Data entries
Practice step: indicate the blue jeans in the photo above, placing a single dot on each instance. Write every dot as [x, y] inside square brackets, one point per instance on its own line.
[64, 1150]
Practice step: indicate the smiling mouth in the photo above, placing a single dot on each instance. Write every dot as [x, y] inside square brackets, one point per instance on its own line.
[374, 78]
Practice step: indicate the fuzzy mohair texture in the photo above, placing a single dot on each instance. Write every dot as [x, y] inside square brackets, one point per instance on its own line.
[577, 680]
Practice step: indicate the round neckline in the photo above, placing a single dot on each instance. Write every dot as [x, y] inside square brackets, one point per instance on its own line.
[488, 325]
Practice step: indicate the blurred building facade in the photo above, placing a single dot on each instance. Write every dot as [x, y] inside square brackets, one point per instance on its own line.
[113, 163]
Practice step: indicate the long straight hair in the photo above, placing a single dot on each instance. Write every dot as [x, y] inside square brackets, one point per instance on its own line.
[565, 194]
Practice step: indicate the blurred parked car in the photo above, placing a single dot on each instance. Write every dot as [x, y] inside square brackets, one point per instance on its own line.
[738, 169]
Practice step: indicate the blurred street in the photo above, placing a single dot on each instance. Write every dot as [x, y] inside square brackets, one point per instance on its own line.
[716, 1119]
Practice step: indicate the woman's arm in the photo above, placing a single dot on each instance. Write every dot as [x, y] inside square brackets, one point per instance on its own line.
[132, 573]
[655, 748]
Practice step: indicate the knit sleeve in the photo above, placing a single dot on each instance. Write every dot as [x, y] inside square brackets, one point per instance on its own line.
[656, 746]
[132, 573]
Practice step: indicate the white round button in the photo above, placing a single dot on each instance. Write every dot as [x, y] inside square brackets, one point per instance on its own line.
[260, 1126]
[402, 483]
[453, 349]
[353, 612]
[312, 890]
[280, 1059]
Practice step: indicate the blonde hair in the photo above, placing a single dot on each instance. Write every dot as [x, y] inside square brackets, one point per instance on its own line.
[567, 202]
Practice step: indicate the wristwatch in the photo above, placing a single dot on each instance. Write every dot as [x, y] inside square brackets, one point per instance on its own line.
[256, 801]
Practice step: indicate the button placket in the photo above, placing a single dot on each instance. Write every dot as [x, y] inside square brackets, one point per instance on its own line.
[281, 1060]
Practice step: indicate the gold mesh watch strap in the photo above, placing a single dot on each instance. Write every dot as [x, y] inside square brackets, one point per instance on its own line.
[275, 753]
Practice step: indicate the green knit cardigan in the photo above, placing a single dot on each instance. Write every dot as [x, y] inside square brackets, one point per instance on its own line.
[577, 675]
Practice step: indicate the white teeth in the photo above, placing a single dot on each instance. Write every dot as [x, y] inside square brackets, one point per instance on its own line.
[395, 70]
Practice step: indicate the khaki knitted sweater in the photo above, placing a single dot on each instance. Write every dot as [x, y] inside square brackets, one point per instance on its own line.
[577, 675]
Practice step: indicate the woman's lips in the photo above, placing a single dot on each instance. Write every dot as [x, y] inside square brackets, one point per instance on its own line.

---

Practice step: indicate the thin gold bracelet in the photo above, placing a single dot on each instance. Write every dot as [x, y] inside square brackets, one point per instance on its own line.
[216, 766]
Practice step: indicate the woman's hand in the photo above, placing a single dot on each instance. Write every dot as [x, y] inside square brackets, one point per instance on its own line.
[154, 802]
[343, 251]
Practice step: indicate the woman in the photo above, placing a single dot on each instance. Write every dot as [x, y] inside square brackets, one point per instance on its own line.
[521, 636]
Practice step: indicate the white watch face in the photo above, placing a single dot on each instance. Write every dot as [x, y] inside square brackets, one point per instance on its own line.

• **What to do**
List every line of the material above that contains the string "jeans", copying each such line in full.

• **Full response**
Practice step: indicate the blue jeans in the photo above, placing a single dot on each instance. Write every dot as [x, y] inside square brackets, one point per instance on its own line.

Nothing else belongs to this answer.